=== Given request ===
Exactly reproduce all the records, keeping pictures out of the copy.

_ _ _

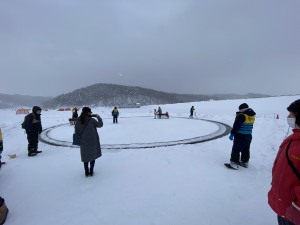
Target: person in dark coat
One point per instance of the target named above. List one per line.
(115, 114)
(241, 134)
(90, 149)
(74, 113)
(284, 195)
(3, 211)
(33, 127)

_ _ _

=== Task answer ===
Target: person in dark coat
One point per instance of the target named above. List one per line.
(115, 114)
(241, 134)
(90, 149)
(74, 113)
(284, 195)
(3, 211)
(33, 127)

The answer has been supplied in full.